Extract to read ->

By leveraging reinforcement learning and discriminator feedback, our framework builds on the initial guidance provided by sketches to adapt to real-world challenges, making it a scalable alternative or complement to teleoperation.

Conclusion

We appreciate the opportunity to address your concerns and clarify the scope and strengths of our approach. By extending our experiments to include more complex tasks and addressing the challenges raised, we have demonstrated that sketch-based methods can scale beyond simple scenarios to tackle realistic robotic manipulation tasks. Your feedback has been invaluable, and we look forward to further improving and refining our framework to meet these challenges.

评论

We hope our response has addressed your concerns. We would really appreciate it if you could consider updating your rating based on the clarification provided. Let us know if there’s anything else we can answer or clarify. Thank you for your valuable feedback!

评论

Thank you for the detailed response. I appreciate the discussion and additional experiments, but I still believe strongly that we have not seen enough evidence to suggest that sketch-based demonstrations will be useful for real-world, in-the-wild tasks. Without controlling the end effector orientation to precisely show how a robot should undertake a particular task, one cannot guarantee that the resulting policy will be successful. Again, I am referring to the types of complex tasks, like folding clothes, where learning-by-demonstration is one of the best tools roboticist have at the moment. If sketch-based modelling is just a cheaper / more accessible alternative to teleoperation for simpler tasks, then the real-world impact of such a method will be limited. As such, I will maintain my original score.

评论

Thank you for your feedback. We agree with you that there are certain tasks where teleoperation is better suited for giving demonstrations. However, as evidenced by a number of recent papers investigating the use of sketches in robot learning, sketches are useful in practice. [1-5] The goal of sketches is to complement, rather than replace, high-fidelity demonstration techniques such as teleoperation. Sketches make robot learning more accessible and when high precision is not paramount or where teleoperation is costly or not feasible. As shown in prior research, even basic sketches can effectively initiate and guide the learning process for a variety of tasks (refer to [1-5]).

Our approach using sketches is part of an evolving exploration within the robotics community. Sketch-based methods have been previously studied as high-level guidance for initiating robot learning, notably in tasks where exact precision is not the primary requirement. Our work builds on this foundation and extends its application to reinforcement learning (RL), showcasing how sketches can effectively guide policy development even without detailing every aspect of a task's execution.

For example, in the RoboMimic Can Pick and Place task, our framework successfully learned necessary orientation adjustments through RL interactions, despite these details not being explicitly depicted in the sketches.

Looking ahead, there is significant potential to enhance the utility of sketches in robotic instruction. Incorporating elements such as orientation markers or color-coded actions within sketches could provide more detailed control cues, broadening the scope of tasks to which this method can be effectively applied.

Dataset extract ->
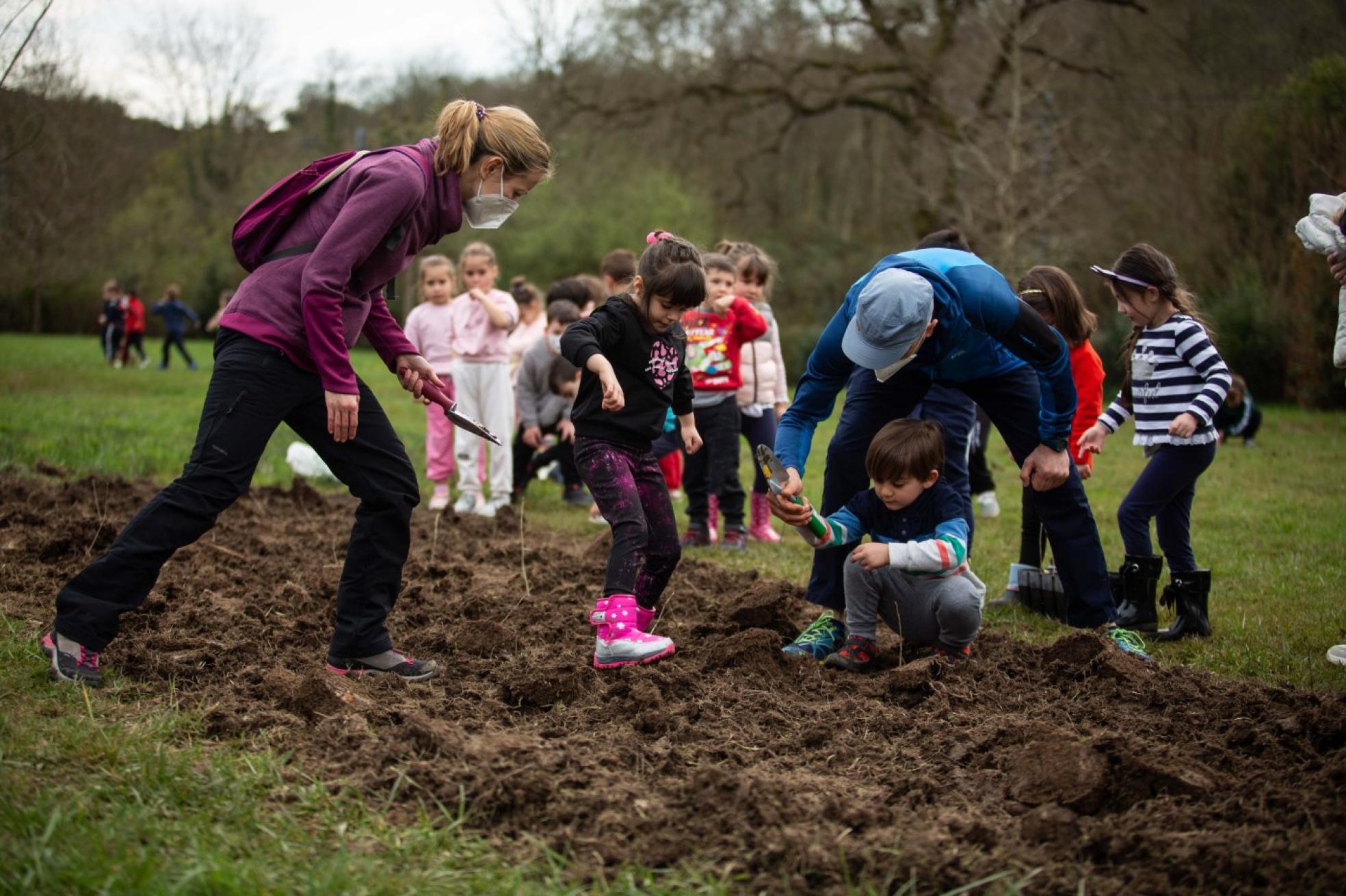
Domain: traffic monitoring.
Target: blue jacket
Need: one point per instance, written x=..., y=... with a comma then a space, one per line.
x=174, y=314
x=984, y=331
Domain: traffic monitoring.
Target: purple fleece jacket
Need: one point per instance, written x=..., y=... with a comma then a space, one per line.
x=314, y=307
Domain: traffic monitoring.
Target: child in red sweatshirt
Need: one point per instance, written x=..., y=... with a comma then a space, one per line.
x=715, y=332
x=1054, y=295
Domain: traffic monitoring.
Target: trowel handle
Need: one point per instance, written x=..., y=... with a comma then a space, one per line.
x=438, y=396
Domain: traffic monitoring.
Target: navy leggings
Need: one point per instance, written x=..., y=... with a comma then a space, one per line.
x=629, y=488
x=1163, y=492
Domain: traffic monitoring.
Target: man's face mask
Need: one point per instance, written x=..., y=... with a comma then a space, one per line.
x=492, y=210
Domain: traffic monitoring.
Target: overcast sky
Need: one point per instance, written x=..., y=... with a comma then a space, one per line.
x=376, y=38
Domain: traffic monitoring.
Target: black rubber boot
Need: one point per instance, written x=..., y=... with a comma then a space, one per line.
x=1139, y=577
x=1190, y=592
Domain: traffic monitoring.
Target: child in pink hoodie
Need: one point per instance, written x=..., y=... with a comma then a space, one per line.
x=428, y=327
x=481, y=321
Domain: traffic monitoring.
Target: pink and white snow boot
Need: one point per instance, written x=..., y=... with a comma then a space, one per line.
x=621, y=642
x=761, y=529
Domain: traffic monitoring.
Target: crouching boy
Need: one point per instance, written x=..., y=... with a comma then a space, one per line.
x=914, y=570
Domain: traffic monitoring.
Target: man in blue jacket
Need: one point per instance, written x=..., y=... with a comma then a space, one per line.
x=942, y=315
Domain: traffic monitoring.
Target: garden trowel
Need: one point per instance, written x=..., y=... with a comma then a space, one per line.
x=450, y=407
x=816, y=531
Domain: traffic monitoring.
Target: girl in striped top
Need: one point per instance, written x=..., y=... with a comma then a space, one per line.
x=1176, y=381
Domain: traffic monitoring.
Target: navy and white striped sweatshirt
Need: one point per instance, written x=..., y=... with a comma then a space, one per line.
x=1174, y=369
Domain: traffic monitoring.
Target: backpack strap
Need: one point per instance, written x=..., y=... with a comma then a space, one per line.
x=395, y=236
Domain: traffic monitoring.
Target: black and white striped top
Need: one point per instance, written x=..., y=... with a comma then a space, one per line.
x=1174, y=370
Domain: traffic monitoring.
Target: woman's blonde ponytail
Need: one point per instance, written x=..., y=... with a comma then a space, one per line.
x=469, y=131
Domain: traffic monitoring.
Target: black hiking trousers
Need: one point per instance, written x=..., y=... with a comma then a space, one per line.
x=252, y=391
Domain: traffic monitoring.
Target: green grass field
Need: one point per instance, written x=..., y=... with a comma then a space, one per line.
x=114, y=794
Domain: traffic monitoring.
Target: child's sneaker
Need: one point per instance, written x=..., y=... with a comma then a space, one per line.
x=953, y=654
x=620, y=641
x=735, y=538
x=821, y=638
x=855, y=655
x=391, y=662
x=70, y=661
x=695, y=537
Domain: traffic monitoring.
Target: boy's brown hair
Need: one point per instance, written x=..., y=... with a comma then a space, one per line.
x=1051, y=289
x=905, y=449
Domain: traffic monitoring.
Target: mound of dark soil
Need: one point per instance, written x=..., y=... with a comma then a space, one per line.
x=1070, y=758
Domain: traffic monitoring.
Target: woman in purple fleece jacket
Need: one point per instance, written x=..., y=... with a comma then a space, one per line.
x=283, y=356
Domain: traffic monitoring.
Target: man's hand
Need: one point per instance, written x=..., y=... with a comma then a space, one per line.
x=342, y=414
x=1045, y=469
x=412, y=371
x=691, y=439
x=1091, y=440
x=870, y=556
x=784, y=508
x=1337, y=264
x=1183, y=425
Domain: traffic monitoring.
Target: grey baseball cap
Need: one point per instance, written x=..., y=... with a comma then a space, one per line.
x=893, y=311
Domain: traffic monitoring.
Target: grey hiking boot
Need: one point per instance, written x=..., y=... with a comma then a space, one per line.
x=72, y=662
x=391, y=662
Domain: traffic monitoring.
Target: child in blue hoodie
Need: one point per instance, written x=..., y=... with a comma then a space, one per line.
x=913, y=572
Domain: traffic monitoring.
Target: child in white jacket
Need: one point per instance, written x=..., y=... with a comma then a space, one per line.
x=765, y=393
x=1321, y=230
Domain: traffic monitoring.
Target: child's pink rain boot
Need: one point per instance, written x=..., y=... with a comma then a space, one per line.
x=761, y=529
x=620, y=638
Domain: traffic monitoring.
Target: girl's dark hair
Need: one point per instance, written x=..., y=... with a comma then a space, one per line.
x=905, y=448
x=524, y=292
x=671, y=268
x=1051, y=292
x=1147, y=264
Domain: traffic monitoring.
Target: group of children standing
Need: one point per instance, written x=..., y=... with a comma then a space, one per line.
x=123, y=325
x=667, y=347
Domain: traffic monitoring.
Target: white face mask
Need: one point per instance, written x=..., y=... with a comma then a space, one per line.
x=886, y=373
x=492, y=210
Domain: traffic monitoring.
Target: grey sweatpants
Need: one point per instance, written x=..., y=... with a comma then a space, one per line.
x=924, y=611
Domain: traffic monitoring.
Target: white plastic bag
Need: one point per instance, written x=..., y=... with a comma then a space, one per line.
x=306, y=462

Exercise -> In the discussion of sketch-based robot learning, which task does the reviewer give as an example of the complex tasks they mean?

Answer for the task -> Folding clothes.